What you should do: Read the data and repeat it in full, exactly.

Region pointing data:
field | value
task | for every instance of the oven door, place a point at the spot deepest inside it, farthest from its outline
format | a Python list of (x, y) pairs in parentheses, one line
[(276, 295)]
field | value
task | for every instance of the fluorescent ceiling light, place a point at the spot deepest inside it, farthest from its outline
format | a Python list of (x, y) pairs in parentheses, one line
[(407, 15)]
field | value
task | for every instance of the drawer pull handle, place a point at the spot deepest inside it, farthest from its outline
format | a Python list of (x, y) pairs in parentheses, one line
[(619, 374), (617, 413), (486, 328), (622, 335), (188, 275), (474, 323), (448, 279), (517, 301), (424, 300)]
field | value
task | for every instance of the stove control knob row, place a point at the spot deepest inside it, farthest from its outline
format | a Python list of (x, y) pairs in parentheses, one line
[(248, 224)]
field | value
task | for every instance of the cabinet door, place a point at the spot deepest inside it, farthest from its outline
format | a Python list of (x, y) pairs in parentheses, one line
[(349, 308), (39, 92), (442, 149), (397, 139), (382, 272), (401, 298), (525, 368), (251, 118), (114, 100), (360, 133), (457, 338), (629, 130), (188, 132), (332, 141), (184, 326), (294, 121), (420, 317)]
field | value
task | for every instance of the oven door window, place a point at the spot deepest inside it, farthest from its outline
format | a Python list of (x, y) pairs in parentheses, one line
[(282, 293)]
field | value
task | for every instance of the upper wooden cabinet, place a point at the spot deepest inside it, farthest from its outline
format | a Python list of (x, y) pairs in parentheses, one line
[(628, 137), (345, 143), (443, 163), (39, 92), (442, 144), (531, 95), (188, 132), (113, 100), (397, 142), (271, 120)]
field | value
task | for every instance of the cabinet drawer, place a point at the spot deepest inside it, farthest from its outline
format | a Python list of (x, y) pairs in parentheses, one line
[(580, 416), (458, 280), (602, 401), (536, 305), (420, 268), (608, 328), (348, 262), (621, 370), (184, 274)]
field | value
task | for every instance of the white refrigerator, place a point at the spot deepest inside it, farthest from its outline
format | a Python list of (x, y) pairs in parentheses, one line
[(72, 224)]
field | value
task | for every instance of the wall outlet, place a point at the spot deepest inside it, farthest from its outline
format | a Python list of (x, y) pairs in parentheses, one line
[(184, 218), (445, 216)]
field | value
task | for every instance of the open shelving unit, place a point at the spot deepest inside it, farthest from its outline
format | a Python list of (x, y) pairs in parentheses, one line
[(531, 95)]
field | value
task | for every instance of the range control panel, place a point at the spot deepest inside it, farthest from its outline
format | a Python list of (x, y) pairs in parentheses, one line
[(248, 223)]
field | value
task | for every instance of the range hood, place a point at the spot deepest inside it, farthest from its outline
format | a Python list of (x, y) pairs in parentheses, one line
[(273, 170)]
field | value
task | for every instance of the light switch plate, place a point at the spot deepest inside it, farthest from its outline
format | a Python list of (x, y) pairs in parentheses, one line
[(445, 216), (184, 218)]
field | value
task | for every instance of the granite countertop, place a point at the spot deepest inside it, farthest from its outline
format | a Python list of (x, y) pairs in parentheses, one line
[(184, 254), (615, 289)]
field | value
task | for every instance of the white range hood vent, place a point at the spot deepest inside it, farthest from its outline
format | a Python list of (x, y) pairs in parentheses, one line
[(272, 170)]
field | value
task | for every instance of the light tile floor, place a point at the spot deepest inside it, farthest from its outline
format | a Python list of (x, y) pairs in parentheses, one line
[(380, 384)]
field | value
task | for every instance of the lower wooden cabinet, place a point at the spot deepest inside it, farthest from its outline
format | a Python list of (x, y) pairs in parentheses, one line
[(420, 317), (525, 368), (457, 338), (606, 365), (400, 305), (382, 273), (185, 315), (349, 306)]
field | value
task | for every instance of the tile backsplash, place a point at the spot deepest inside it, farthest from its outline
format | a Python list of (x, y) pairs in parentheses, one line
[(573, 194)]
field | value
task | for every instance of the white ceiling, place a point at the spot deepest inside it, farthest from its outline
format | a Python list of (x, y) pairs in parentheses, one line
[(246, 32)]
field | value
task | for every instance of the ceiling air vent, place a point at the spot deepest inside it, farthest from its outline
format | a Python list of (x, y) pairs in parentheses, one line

Reply:
field | value
task | for every instance of the oven door, place a point at the spot deepest inside it, farthest from its outline
format | a Python list of (x, y) pairs in parentheses, one line
[(276, 295)]
field | value
task | for every instance of the fluorescent ceiling light, place a point at the spot deepest inside it, farthest from its outline
format | a Python list of (x, y) pairs in parentheses, one line
[(407, 15)]
field | value
task | for every instance of the drawer pull handle, place a point at the spot deepest inside it, farthest from its outline
format | a Python list of (x, y) pairs in parentheses, one line
[(619, 374), (617, 413), (486, 328), (622, 335), (188, 275), (474, 323), (448, 279), (517, 301), (424, 300)]
field | value
task | for every instance of the stove control knob row, place a point at the spot deepest inside it, farthest from its outline
format | a Python list of (x, y) pairs in parentheses, one line
[(248, 224)]
field | value
task | for every instance of the cabinet door, place a point at the spot deepest inside it, farthest from its outline
format | a Python list of (x, y) pairs in parentheses, one line
[(349, 308), (39, 92), (442, 149), (397, 139), (382, 272), (401, 298), (525, 368), (251, 118), (114, 100), (360, 133), (457, 338), (629, 130), (188, 132), (332, 141), (184, 326), (294, 121), (420, 317)]
field | value
task | for every instance of the oven door window, place a point at the spot deepest inside it, farthest from its outline
format | a Python list of (x, y) pairs in parentheses, one line
[(282, 293)]
field | value
task | for every instance of the upper wooden cabinet, place a point at the spot deepest inside it, farthest from its outline
format | a Python list of (x, y) pairs in parentheses, one line
[(628, 137), (345, 143), (443, 163), (39, 92), (442, 144), (531, 95), (188, 132), (113, 100), (397, 142), (271, 120)]
field | value
task | for every instance of the cabinet drawer, place a point at the spot deepest inside it, farthest from its outline
format | a Python list of (x, y) pairs in parentheses, one line
[(580, 416), (458, 280), (602, 401), (536, 305), (420, 268), (608, 328), (348, 262), (621, 370), (184, 274)]
field | value
task | for every instance of the white refrigerator, place a point at the spot deepest inside it, farthest from its outline
format | a Python list of (x, y) pairs in parentheses, one line
[(72, 224)]
field | value
task | for every instance of the wall outlet, place a point at the spot deepest inside it, farthest from its outline
format | a Python list of (x, y) pairs in parentheses, one line
[(184, 218), (445, 216)]
field | value
task | for every instance of the open shelving unit, place a point at the spot deepest inside it, farthest from its outline
format | a Python list of (x, y) pairs in parentheses, one line
[(531, 95)]
field | value
task | for every instance of the range control panel, place a point at the spot deepest inside it, farthest from its outline
format | a Python list of (x, y) pairs in parentheses, one line
[(248, 223)]
field | value
task | for every instance of the range hood, place a point at the spot deepest inside it, farthest from its outline
format | a Python list of (x, y) pairs in parentheses, one line
[(273, 170)]
field | value
task | for every instance of the light switch plate, place a point at the spot deepest inside it, farthest from its outline
format | a Python list of (x, y) pairs in parentheses, one line
[(445, 216), (184, 218)]
field | value
task | for every instance of the granite countertop, place a point at the spot deepest inside it, farthest from its outline
format | a Python list of (x, y) pairs in parentheses, one line
[(184, 254), (615, 289)]
field | value
task | for every instance of the white range hood vent, place a point at the spot deepest inside it, farthest from its outline
format | a Python list of (x, y) pairs in parentheses, one line
[(272, 170)]
field | value
task | for every instance of the light tile floor, place a point at the spot deepest inside it, farthest from its outline
format | a Python list of (x, y) pairs in parentheses, one line
[(380, 384)]
field | value
task | for every instance of the lower wooden cabinet, place a point at the spot deepest inside it, farthest from its outline
format | a Python list of (x, y) pairs in parentheses, one line
[(420, 317), (525, 368), (457, 338), (606, 365), (400, 305), (382, 273), (185, 315), (349, 306)]
field | value
task | for every instance of the tile backsplash, place a point at the spot deepest inside it, farthest from its outline
format | a Python list of (x, y) pairs in parentheses, one line
[(573, 194)]
field | value
task | for every instance of the white ceiling, place a point at the spot deepest inside it, farthest from its outline
format | a Python list of (x, y) pairs in parentheses, one line
[(246, 32)]
field | value
task | for every instance of the ceiling air vent, place a point at the spot deepest inside it, farthest from its outline
format | a Python list of (x, y) pairs in parentheses, one line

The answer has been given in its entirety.